═════ PROVIDED RECORDS

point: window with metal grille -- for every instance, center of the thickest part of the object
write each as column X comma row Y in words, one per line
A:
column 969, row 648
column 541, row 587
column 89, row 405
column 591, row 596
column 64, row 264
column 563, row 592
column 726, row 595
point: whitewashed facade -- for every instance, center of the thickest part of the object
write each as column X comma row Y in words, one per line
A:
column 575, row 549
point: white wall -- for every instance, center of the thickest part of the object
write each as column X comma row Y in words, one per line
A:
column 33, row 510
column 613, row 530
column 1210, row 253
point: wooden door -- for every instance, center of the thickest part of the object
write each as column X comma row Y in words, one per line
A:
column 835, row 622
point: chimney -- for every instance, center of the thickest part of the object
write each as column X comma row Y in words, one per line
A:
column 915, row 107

══════════

## WHAT TO PRODUCE:
Convert the stretch of records from the line containing "point: white wall" through the line containing "column 1210, row 253" into a two-column CSV with the headers text and answer, one row per record. Put each value in a single quoted field, replacing line breaks with spaces.

## CORRECT OUTPUT:
text,answer
"point: white wall -- for every instance, center of the thickest part of the object write each as column X comma row Y in words, one per line A:","column 33, row 510 column 613, row 530 column 1210, row 253"